* Extrait fourni *
▽
La critique du phallocratisme, de la domination masculine était bien portée au cœur de l’appareil théorique, par exemple chez Luce Irigaray. Les femmes sont irreprésentables dans le langage masculiniste et dans les théories phallocentriques dans la mesure où elles ne se laissent pas représenter à l’intérieur du système genré de la grammaire, ni des métaphysiques de la substance, centrée sur l’unitaire et l’identitaire. Ce « sexe qui n’en est pas un »[2]n’est pas un, mais multiple, et n’est pas un sexe parce qu’il ne se laisse pas ordonner sous les catégories majeures de l’unité et de l’identité masculinocentrées, si bien qu’il faut passer une fois pour toutes de l’analyse des dominations masculines à la critique du phallogocentrisme : phallus et logos se combinent pour porter la domination masculine au cœur même des systèmes théoriques.

Les systèmes de représentation portent en eux cette matrice phallocratique. Le « sexe » féminin fonctionne comme un point d’absence linguistique, qui n’est pas marqué à l’intérieur de l’économie masculine de la signification, de la substance, de sorte que le sexe n’est pas un manque ou un autre, ces catégories demeurant dépendantes des représentations phallogocentriques : le féminin est donc aussi ce sujet qui n’en est pas un. Cette entreprise ambitieuse d’une critique de la représentation, du sujet et des métaphysiques de la substance ne nous convenait pourtant pas davantage, car la femme s’y trouvait substantialisée, sans doute non comme l’Autre du masculin, mais comme le point aveugle du système. Penser la métaphysique traditionnelle – celle qu’on nous enseignait à l’université – comme reposant sur des théories biologisantes centrées sur le sujet mâle actif ne nous aidait guère à nous orienter dans la critique des « relations sociales de genre qui constituent et valident l’oppression sexuelles des femmes »[3], parce que nous ne nous reconnaissions pas comme « femmes ».
△
* Consignes *
1 - Relevez, dans l'ordre où ils apparaissent, tous les mots de l'extrait sur la critique du phallogocentrisme qui commencent par « phallo ».
2 - Prolongez l'extrait sur la critique du phallogocentrisme en partant de sa dernière phrase.
Les données qui suivent n'ont aucun lien avec l'extrait.

(Enregistrements issus d'un jeu de données)
▽
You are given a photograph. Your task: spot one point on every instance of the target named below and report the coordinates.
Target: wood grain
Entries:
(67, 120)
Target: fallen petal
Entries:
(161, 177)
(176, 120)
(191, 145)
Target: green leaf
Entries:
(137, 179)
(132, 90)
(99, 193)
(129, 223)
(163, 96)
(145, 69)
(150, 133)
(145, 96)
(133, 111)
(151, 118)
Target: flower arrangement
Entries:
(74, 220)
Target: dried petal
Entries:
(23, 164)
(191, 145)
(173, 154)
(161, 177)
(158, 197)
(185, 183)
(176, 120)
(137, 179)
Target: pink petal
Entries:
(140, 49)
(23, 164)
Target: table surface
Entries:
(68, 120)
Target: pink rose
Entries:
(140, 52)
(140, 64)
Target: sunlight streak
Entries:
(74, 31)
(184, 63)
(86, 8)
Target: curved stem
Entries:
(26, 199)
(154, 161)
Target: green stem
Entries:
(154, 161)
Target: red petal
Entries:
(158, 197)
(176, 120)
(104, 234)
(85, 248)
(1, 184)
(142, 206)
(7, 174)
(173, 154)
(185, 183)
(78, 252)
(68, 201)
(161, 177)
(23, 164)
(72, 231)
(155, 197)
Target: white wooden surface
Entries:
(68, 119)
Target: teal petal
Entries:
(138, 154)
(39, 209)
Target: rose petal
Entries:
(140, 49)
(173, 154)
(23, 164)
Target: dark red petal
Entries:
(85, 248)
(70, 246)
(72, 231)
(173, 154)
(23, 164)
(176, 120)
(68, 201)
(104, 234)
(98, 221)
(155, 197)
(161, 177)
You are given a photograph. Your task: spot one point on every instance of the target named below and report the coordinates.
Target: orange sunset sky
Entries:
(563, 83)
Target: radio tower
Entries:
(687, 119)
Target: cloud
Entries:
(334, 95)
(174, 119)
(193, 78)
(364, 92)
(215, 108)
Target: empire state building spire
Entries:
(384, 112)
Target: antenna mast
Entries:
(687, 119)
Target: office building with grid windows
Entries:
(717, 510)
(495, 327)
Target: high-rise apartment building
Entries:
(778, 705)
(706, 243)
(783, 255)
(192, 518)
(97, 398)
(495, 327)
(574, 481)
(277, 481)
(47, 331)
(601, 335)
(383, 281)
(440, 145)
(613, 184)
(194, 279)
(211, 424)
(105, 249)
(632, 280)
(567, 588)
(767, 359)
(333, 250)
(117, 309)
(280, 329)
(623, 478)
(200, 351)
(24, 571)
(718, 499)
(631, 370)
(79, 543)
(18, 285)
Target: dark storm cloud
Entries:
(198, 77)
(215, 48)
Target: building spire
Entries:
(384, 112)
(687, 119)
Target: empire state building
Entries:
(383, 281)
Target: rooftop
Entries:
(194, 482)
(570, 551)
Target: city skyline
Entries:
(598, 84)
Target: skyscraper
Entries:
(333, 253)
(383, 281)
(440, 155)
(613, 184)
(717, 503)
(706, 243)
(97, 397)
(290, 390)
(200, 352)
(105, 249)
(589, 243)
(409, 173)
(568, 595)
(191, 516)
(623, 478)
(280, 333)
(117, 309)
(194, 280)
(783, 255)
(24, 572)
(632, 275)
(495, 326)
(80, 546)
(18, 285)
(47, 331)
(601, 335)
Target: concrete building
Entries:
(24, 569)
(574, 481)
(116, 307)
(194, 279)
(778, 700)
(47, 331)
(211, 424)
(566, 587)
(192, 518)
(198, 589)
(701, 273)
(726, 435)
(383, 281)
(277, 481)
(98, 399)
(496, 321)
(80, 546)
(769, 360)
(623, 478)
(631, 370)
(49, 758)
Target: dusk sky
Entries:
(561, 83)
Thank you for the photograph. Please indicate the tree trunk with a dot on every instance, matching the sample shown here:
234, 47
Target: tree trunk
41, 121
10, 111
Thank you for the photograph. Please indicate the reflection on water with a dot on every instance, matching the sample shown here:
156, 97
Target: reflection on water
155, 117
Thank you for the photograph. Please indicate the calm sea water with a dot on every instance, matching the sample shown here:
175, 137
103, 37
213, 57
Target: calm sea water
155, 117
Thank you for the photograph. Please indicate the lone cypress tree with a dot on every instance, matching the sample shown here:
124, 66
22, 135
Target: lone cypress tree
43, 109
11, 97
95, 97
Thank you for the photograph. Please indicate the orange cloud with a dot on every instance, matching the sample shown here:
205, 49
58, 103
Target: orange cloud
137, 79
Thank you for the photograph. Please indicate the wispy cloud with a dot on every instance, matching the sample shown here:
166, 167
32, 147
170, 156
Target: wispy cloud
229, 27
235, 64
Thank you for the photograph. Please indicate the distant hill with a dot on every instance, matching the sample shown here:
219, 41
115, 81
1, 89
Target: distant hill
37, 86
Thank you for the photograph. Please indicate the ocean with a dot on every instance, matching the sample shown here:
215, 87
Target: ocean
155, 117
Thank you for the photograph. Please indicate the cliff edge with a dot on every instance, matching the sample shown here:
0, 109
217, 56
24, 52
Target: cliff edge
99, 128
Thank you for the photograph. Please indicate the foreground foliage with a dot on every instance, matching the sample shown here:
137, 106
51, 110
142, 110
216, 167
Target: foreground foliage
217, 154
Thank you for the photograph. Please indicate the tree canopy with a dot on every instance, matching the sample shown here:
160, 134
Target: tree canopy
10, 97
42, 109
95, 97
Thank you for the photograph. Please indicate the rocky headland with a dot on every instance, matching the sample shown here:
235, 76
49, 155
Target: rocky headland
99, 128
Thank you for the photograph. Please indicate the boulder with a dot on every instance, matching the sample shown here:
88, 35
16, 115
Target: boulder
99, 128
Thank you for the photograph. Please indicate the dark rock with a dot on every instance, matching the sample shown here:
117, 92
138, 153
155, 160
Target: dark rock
△
* Résultats de l'exercice *
1 - phallocratisme, phallocentriques, phallogocentrisme, phallocratique, phallogocentriques

2 -
Les escaliers de Montmartre

Nous lisions les littératures féministes, mais nous avions du mal aussi avec la posture militante, nous n’avions pas assez de consistance pour l’action collective. Les sectarismes nous repoussaient : c’était la fin de l’héroïsme glorieux, du récit du grand soir, nous, adolescentes venues après mai 68, nous avancions par meutes, en baskets, et les femmes organisées politiquement étaient aussi inaccessibles pour nous que les hystériques femelles à choucroute et ongles peints, les taciturnes asexuées, ou les casées dans les paniers divers de la famille ou du métier, quels que soient leurs clivages. Nous évitions les femmes dominantes autant que les hommes, et notre engagement se faisait du côté des escaliers de Montmartre dans la nuit colorée des petits cafés, où nous restions suspendues par grappes, discutant avec les rares adultes qui n’avaient à notre égard aucune prétention de marquage familial, ni de posture d’éducateur, de sorte que nous avons grandies entourées d’adultes aussi marginaux et heureusement immatures que nous, et qui flottaient entre les genres.

Car les femmes, pour nous, ce ne pouvait être la femme que l’on oppose à l’homme. L’identité femme nous était aussi étrangère que l’identité homme. Nous étions du côté des bandes de filles, des nuages de femmes, des différentes figures de minorités, qui ne sont pas de même manière partie prenante de la hiérarchie sexuelle, selon leurs classes, leurs précarités, leurs capacités de ripostes… Bandes d’adolescentes réfractaires, tentant d’agir leur féminité sur le mode complètement androgyne d’une vie de filles, entre filles et avec des garçons, sexuelle mais sautant à côté de l’obstacle du genre, au cours de l’adolescence, avec la polysexualité de la jeunesse : c’était plutôt les jeunes en bloc informe, filles et garçons, qui s’opposaient aux adultes genrés, souffrant autant mais différemment des clivages, et cherchant par meutes à s’y soustraire.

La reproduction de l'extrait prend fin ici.